» OBJECTIVE
Take all the material and copy it exactly.

[START ITEMS]

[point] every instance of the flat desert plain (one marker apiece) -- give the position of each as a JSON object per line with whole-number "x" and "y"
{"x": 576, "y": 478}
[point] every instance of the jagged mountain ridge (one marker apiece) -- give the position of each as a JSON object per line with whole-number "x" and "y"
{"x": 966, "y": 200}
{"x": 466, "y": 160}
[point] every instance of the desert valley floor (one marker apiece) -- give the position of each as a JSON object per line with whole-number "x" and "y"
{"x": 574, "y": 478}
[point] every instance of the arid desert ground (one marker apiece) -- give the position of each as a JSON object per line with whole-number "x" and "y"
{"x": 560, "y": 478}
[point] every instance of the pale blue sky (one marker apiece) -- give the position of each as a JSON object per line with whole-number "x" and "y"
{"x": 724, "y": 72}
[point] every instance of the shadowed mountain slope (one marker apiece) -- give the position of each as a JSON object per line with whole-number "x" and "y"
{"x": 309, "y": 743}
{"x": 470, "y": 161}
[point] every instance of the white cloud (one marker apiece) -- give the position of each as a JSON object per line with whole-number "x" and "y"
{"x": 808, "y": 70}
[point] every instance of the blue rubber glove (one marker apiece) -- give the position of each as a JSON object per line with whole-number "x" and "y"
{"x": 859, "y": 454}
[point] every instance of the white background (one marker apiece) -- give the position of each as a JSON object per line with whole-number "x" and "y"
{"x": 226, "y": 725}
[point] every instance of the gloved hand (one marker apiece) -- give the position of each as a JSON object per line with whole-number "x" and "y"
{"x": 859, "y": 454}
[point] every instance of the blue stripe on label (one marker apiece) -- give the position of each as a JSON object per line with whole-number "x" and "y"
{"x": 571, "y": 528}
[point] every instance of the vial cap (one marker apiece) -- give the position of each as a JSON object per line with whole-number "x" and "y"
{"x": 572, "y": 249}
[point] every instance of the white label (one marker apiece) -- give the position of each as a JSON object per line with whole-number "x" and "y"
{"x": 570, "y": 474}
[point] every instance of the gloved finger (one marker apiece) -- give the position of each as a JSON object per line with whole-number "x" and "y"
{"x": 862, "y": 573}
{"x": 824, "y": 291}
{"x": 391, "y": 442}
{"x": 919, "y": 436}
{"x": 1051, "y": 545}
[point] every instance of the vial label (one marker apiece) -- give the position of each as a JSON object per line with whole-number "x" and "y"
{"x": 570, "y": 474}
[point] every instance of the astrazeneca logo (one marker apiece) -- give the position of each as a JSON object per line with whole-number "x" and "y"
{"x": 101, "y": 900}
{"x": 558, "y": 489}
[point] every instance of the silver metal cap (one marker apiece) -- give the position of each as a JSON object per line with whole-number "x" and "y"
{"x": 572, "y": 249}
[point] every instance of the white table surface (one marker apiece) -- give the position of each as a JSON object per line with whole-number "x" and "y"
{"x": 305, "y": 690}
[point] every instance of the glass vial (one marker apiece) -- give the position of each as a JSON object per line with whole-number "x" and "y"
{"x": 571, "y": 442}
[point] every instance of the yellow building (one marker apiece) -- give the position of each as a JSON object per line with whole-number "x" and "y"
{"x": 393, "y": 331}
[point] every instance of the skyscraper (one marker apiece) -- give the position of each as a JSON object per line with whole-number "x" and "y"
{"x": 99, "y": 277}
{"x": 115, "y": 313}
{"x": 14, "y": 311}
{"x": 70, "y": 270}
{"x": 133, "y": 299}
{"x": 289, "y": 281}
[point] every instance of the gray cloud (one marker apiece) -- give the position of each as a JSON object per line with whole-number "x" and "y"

[END ITEMS]

» TASK OUTPUT
[point] every instance of the flat desert plain (one marker apiece) -- give the position of each as a JSON object per line with whole-number "x" and "y"
{"x": 576, "y": 478}
[point] every instance of the jagged mountain ridge (one marker apiece) -- give the position of each as a JSON object per line with whole-number "x" and "y"
{"x": 966, "y": 200}
{"x": 466, "y": 160}
[point] every instance of the desert valley floor (one marker apiece) -- give the position of each as a JSON object per line with whole-number "x" and "y"
{"x": 574, "y": 478}
[point] every instance of the arid desert ground (one marker apiece) -- give the position of each as a JSON object per line with whole-number "x" and "y"
{"x": 560, "y": 478}
[point] every instance of the pale blue sky (one marker apiece) -- give the position of each as a JSON object per line with whole-number "x" and "y"
{"x": 724, "y": 72}
[point] every instance of the shadowed mountain slope (one marker apiece) -- give the position of each as a JSON object per line with whole-number "x" and "y"
{"x": 309, "y": 743}
{"x": 470, "y": 161}
[point] every instance of the white cloud (one marker apiece) -- give the position of each as a JSON object per line with whole-number "x" and "y"
{"x": 808, "y": 70}
[point] every instance of the blue rubber glove (one marker apiece) -- give the position of each as a JSON object per line with whole-number "x" and "y"
{"x": 859, "y": 454}
[point] every instance of the white background (one marker apiece) -- give the position of each as a JSON object per line with whole-number "x" and "y"
{"x": 226, "y": 725}
[point] every instance of the gloved hand (one marker apiece) -- give the position of each as a JSON object per line with whole-number "x" and "y"
{"x": 859, "y": 454}
[point] every instance of the blue stripe on label (one marker apiece) -- give the position of each as a JSON object per line with whole-number "x" and "y"
{"x": 571, "y": 528}
[point] every instance of the vial cap (one marker apiece) -- give the position of each as a JSON object per line with whole-number "x" and "y"
{"x": 572, "y": 249}
[point] every instance of the white label (one marker apiece) -- give the position of each as a JSON object per line with whole-number "x" and "y"
{"x": 570, "y": 474}
[point] every instance of the gloved finger (one marker apiece) -- give the position of each as a JSON object per line with whole-number "x" and "y"
{"x": 862, "y": 573}
{"x": 824, "y": 291}
{"x": 391, "y": 442}
{"x": 919, "y": 436}
{"x": 1051, "y": 545}
[point] every instance of the vial label (one marker apiece) -- give the position of each as a JSON object per line with whole-number "x" and "y"
{"x": 570, "y": 474}
[point] every instance of the astrazeneca logo (one marker apiece) -- give the position of each as a JSON object per line with whole-number "x" and "y"
{"x": 101, "y": 900}
{"x": 558, "y": 489}
[point] every instance of the silver metal cap (one marker apiece) -- give the position of each as a JSON object per line with whole-number "x" and "y"
{"x": 572, "y": 249}
[point] every instance of the white table surface (one marker apiece) -- give the position of each as a JSON object per line with whole-number "x" and "y"
{"x": 305, "y": 690}
[point] every instance of the glass vial (one marker apiece) -- give the position of each as a JSON object per line with whole-number "x" and "y"
{"x": 571, "y": 442}
[point] every instance of the yellow building (one marker apiece) -- give the position of each as a JSON object per line with whole-number "x" and "y"
{"x": 393, "y": 331}
[point] every instance of the skyscraper (one marker apiece) -- give the position of each as a JSON object per line with whole-number "x" and "y"
{"x": 99, "y": 277}
{"x": 115, "y": 313}
{"x": 14, "y": 311}
{"x": 70, "y": 270}
{"x": 133, "y": 299}
{"x": 289, "y": 281}
[point] every instance of the gray cloud (one marker apiece) -- give the position of each as a JSON object per line with whole-number "x" and "y"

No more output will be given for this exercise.